Rewrite the records below as a two-column CSV with the header text,answer and one row per record. Put each record's text and its answer in their own quoted fields, with any line breaks replaced by spaces.

### MATERIAL
┌──

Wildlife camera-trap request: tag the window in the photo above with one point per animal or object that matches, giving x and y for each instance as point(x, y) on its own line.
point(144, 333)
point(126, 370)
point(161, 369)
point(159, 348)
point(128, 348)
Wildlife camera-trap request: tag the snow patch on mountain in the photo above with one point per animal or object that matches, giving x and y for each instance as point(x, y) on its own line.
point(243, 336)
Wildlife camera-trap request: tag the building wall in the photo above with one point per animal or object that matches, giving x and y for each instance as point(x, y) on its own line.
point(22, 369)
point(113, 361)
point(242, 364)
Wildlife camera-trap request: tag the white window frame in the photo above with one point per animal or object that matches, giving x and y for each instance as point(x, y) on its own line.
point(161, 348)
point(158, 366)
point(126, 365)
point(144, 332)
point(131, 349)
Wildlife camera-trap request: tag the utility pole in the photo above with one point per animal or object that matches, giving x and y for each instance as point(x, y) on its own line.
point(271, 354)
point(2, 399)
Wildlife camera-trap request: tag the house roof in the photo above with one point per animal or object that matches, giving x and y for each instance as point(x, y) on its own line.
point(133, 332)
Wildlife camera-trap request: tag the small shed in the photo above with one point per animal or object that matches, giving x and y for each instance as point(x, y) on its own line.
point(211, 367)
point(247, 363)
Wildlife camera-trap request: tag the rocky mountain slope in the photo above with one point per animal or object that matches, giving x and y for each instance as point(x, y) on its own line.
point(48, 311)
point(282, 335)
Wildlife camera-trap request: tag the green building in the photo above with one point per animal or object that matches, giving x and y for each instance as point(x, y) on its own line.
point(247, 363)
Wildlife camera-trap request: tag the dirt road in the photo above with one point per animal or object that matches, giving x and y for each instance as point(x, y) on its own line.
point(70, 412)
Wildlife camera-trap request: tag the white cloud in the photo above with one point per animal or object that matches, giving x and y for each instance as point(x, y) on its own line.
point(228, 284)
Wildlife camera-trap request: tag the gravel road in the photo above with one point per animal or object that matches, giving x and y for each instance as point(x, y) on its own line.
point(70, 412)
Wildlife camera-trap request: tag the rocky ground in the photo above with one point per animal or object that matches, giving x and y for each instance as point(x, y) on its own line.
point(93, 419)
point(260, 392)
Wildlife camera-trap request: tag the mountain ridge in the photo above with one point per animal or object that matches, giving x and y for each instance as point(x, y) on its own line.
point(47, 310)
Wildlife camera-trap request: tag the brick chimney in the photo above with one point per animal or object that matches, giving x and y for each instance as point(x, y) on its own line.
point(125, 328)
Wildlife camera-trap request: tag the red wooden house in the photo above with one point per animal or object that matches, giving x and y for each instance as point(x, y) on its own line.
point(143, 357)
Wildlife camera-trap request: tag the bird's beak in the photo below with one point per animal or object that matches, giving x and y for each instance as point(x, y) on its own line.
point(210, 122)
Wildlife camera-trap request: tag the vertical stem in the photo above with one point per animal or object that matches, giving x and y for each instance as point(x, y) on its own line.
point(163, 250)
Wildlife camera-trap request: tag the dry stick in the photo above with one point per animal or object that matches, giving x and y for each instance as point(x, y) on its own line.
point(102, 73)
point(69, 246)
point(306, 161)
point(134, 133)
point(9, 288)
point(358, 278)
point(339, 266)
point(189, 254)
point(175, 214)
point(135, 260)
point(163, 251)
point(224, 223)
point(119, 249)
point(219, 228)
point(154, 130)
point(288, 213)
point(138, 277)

└──

### SOLUTION
text,answer
"Wildlife camera-trap request: tag the window in the photo above with one point per animal or object that matches, giving x and y for each instance as point(x, y) on its own line.","point(144, 333) point(126, 370) point(161, 369) point(159, 348) point(128, 348)"
"Wildlife camera-trap request: tag the snow patch on mountain in the photo above with one point per animal or object that matches, giving x and y for each instance as point(x, y) on its own line.","point(243, 336)"
"Wildlife camera-trap request: tag the building wall in the photo above with one point per animal or object that matches, giving x and y for each instance as point(x, y) on its own line.","point(22, 369) point(113, 361) point(242, 364)"
"Wildlife camera-trap request: tag the white window frame in the photo above with one point per animal or object that matches, giving x and y for each instance as point(x, y) on its own line.","point(161, 348) point(158, 366) point(126, 365) point(144, 332) point(131, 349)"
"Wildlife camera-trap request: tag the utility pole in the photo above with one point per animal or object that matches, giving x and y for each instance as point(x, y) on its own line.","point(271, 354) point(2, 399)"
"Wildlife camera-trap request: tag the house roof in the photo above with one point per animal or object that matches, giving x and y for each instance as point(x, y) on its own line.","point(133, 332)"
"Wildlife camera-trap request: tag the small shed in the photo above with one point per animal or object that matches, giving x and y for each instance as point(x, y) on its own line.","point(211, 367) point(247, 363)"
"Wildlife camera-trap request: tag the rocky mountain slope in the photo above with one point per animal or object that matches, giving x and y for each instance as point(x, y) on its own line.","point(48, 311) point(282, 335)"
"Wildlife camera-trap request: tag the green building in the photo above with one point per animal or object that matches, giving x and y for each instance as point(x, y) on its own line.","point(247, 363)"
"Wildlife camera-trap request: tag the dirt road in the photo above with one point per animal or object that matches, giving x and y for each instance as point(x, y) on its own line.","point(70, 412)"
"Wildlife camera-trap request: tag the white cloud in the photo above with one point per animal or object that matches, giving x and y for each instance as point(x, y) on its own line.","point(228, 284)"
"Wildlife camera-trap request: tag the gravel road in the photo above with one point per animal or object that matches, giving x and y for each instance as point(x, y) on its own line.","point(70, 412)"
"Wildlife camera-trap request: tag the rocky ground in the photo above with one point per animal or object that matches, giving x and y for each instance as point(x, y) on its own line.","point(93, 419) point(260, 392)"
"Wildlife camera-trap request: tag the mountain ridge in the photo above with one point per animal or object that matches, giving x and y for each instance as point(x, y) on its own line.","point(47, 310)"
"Wildlife camera-trap request: tag the brick chimney in the photo above with one point per animal or object that matches, giving x and y for each instance as point(x, y) on its own line.","point(125, 328)"
"Wildlife camera-trap request: tag the red wooden house in the photo above with one point per animal or object that matches, giving x and y for each instance as point(x, y) on its own line.","point(143, 357)"
"Wildlife camera-trap request: tag the bird's beak in the photo below with one point per animal or object that matches, giving x and y for each instance as point(x, y) on its own line.","point(210, 122)"
"Wildlife camera-trap request: tag the vertical stem in the photo above with one point per animal or object that matches, giving x and y for each instance as point(x, y) on its own line.","point(163, 250)"
"Wildlife camera-trap request: tag the dry stick in the photo above with one point per animal or object that matches, giving x and y for each instance as point(x, y) on its own line.","point(102, 73) point(69, 246) point(306, 161) point(134, 133) point(9, 288) point(358, 278) point(339, 266) point(189, 254) point(175, 214) point(135, 260) point(163, 251) point(224, 223) point(119, 249) point(219, 228) point(154, 130) point(288, 213) point(138, 277)"